> PROBLEM DESCRIPTION: From the line containing "of metal handrail." through the last line, print the records exactly and nothing else.
-=-=-=-=-
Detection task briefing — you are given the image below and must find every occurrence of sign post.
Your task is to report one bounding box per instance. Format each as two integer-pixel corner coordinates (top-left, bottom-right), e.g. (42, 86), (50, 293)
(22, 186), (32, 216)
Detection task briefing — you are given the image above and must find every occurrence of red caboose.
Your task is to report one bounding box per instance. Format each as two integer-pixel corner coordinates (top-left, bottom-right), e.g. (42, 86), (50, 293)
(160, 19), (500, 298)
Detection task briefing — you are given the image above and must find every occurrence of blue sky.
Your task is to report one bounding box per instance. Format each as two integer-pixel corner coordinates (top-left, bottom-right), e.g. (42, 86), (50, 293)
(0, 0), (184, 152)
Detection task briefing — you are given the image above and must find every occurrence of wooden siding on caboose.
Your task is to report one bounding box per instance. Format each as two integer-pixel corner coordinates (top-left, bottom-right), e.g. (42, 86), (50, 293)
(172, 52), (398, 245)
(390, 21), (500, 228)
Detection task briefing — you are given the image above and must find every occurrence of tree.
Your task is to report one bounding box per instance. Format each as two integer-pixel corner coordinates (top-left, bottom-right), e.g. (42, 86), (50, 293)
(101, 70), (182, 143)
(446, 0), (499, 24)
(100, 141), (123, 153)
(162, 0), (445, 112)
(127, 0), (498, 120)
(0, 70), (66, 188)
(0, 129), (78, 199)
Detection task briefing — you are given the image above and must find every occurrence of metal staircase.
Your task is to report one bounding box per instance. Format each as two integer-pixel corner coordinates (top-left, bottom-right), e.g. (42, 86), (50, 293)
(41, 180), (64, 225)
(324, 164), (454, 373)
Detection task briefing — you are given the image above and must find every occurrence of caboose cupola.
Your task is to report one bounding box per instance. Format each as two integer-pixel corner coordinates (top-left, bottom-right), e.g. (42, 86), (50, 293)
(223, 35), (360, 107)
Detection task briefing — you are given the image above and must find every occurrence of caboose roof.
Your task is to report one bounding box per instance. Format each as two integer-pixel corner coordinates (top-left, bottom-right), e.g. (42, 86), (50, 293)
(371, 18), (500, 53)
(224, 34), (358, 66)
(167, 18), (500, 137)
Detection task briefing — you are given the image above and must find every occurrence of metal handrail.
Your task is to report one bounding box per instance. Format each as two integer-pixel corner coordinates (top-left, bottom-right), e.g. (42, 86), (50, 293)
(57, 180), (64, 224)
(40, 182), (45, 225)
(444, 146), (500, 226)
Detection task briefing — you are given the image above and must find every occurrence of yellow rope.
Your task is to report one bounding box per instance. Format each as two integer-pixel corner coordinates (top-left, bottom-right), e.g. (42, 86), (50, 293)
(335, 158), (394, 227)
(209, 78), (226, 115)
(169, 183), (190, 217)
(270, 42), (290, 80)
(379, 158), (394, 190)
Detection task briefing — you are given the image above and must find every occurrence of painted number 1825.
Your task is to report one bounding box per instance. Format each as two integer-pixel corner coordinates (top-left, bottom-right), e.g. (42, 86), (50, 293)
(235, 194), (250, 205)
-=-=-=-=-
> YOUR SOLUTION:
Detection task briefing — you are given the image above and must find every occurrence of metal handrail.
Your task is to report one bounding box per instance. Format each as two integer-pixel corner coordinates (top-left, bottom-right), e.g. (42, 86), (50, 293)
(57, 180), (64, 224)
(40, 182), (45, 225)
(444, 146), (500, 226)
Detection task briefing — you are given the image above and must find every occurrence of yellow rope.
Your task is to report one bounding box per instance. Format each as two integer-pixel corner coordinates (top-left, bottom-right), e.g. (42, 86), (50, 293)
(335, 158), (394, 227)
(209, 78), (226, 115)
(169, 183), (190, 217)
(270, 42), (290, 80)
(379, 158), (394, 190)
Detection task briefing — you are given the image above and must find every occurrence of painted number 1825.
Your task is to report one bounding box per instance. Format each as two integer-pixel corner coordinates (top-left, bottom-right), e.g. (42, 86), (50, 293)
(235, 194), (250, 205)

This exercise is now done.